(Beginning of DOCUMENT EXCERPT)

Some of the most successful dieters swear by writing down everything you eat. Weight Watchers (I tried that too) is big on this. I just couldn't make myself do it. I have been looking at better ways to put some of the more beneficial things in my life on autopilot: For example, I have amounts deducted every paycheck to be put directly into my 401k account and what I call the "house savings" account, which covers real estate taxes, insurance bills, repairs and emergencies. This makes the process of saving work in spite of myself. So why can't I get that to work for a diet?

So here's a tip: I have made a checklist of the good diet stuff that should be done every day. I have added some non-diet things, like decluttering and savings activities, too. Some of these items include:
8 oz water
8 oz water
8 oz water, etc.
1 cup vegetable
1 cup vegetable, etc.
1 pc fruit or cup juice
10 minute walking
Note or letter written & sent
Cleaning/decluttering action
Savings reserved-dollar jar or deposit
Money saved-skipped purchase or asked for discount

There are more items, and the list is growing as I think of new things to add. I figure, I can easily check off the stuff I DO and am more likely to keep up!

(End of DOCUMENT EXCERPT)

- **EXERCISE REQUIREMENTS**:
A. Return the stretch of the diet checklist passage from "Some of the most" through "cup vegetable, etc.", copied word for word.
B. Extend the diet checklist passage beyond its final sentence, keeping its first-person voice.

(Beginning of DATA SHOWN)

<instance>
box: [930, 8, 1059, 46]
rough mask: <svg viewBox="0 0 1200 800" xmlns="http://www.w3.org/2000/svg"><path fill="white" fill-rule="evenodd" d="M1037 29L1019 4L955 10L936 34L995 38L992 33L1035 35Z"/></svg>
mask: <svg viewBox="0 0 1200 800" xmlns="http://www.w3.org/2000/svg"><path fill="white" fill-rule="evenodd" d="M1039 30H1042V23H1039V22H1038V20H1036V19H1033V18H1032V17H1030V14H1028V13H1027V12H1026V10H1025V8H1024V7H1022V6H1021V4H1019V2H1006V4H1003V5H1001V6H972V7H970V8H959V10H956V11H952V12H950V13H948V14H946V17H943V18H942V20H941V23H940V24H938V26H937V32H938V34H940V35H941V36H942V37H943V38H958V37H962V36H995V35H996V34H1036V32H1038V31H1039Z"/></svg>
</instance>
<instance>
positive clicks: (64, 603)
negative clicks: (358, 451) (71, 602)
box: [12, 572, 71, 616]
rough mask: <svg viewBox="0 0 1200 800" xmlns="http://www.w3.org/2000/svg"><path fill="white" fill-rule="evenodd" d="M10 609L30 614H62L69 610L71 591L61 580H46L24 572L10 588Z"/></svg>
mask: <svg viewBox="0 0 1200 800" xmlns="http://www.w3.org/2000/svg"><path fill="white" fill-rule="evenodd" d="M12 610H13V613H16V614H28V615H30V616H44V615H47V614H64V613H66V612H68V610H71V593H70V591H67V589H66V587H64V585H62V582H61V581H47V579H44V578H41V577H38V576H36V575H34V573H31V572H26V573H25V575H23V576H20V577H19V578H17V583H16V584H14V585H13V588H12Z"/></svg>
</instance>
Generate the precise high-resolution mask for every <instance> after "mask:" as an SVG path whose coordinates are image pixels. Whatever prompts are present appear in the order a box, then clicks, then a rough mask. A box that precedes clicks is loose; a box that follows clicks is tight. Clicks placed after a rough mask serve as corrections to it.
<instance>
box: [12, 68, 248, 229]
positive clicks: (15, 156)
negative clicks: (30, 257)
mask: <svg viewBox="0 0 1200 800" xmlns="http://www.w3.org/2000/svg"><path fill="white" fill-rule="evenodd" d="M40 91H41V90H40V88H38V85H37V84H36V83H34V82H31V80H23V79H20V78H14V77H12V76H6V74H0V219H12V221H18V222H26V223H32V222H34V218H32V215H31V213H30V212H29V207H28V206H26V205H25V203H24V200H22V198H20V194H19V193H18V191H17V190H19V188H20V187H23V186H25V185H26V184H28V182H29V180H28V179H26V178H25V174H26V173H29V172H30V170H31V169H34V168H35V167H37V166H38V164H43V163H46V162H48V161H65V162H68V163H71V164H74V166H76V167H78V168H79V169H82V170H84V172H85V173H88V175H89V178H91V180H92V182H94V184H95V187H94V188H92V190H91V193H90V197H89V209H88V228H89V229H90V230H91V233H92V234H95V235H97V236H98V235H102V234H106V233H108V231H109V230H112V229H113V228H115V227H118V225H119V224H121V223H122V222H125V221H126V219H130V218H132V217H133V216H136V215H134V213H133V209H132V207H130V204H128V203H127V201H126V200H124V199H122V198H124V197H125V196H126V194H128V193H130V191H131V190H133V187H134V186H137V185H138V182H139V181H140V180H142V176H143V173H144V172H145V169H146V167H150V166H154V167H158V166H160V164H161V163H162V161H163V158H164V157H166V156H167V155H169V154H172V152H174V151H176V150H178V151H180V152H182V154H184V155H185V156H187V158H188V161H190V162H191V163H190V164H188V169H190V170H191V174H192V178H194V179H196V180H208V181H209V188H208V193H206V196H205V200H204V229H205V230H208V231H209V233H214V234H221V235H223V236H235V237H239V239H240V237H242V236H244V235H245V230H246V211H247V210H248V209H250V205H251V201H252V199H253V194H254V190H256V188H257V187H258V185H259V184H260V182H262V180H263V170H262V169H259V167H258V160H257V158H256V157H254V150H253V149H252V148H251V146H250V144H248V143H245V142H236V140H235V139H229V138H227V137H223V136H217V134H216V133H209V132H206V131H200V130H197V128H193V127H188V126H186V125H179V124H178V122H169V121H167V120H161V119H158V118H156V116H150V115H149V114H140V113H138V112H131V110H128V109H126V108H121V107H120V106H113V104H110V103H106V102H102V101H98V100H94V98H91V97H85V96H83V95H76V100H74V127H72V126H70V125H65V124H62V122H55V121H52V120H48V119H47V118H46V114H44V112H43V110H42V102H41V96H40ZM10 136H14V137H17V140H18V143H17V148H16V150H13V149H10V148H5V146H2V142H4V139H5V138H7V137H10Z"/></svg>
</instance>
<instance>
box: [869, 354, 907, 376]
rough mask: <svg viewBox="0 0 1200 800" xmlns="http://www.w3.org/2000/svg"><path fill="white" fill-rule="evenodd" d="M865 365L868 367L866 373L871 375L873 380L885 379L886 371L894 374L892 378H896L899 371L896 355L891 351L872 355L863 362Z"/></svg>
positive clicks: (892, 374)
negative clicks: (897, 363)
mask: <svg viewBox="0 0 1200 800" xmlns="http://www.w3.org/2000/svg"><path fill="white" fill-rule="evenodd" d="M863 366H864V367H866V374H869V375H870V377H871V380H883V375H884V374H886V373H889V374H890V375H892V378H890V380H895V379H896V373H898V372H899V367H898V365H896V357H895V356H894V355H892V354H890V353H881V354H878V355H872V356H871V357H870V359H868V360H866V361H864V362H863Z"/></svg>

(End of DATA SHOWN)

- **TASK RESPONSES**:
A.
Some of the most successful dieters swear by writing down everything you eat. Weight Watchers (I tried that too) is big on this. I just couldn't make myself do it. I have been looking at better ways to put some of the more beneficial things in my life on autopilot: For example, I have amounts deducted every paycheck to be put directly into my 401k account and what I call the "house savings" account, which covers real estate taxes, insurance bills, repairs and emergencies. This makes the process of saving work in spite of myself. So why can't I get that to work for a diet?

So here's a tip: I have made a checklist of the good diet stuff that should be done every day. I have added some non-diet things, like decluttering and savings activities, too. Some of these items include:
8 oz water
8 oz water
8 oz water, etc.
1 cup vegetable
1 cup vegetable, etc.

B.
Looks Like Blogging Isn't Really My Thing

April 14th, 2007 at 04:54 pm

I do like to write, but it seems like I either don't have the time to do a decent job at something I'm working on, or I revise, revise, and yet again revise, never reaching a final acceptable result. The moral of this little story is: Just Do It. I will never produce deathless prose. Maybe I'll regret not fine-tuning something I've put on paper (or in this case, on screen), but if it never gets written it was never going to be of use anyway. This won't help anyone save - heck, it's not helping me save either. But I'm in the process of trying to work out some of the kinks in my life: Weight, clutter, career stuckedness, and of course, the desire to do better with my finances. All of it has become related in a sort of "personal clog" and I've been working on a grand plan to get all of it unstuck. More later. For now, I'm throwing caution to the winds and posting an entry to say, I'm still alive, still kicking, still trying to figure out "what's it all about?"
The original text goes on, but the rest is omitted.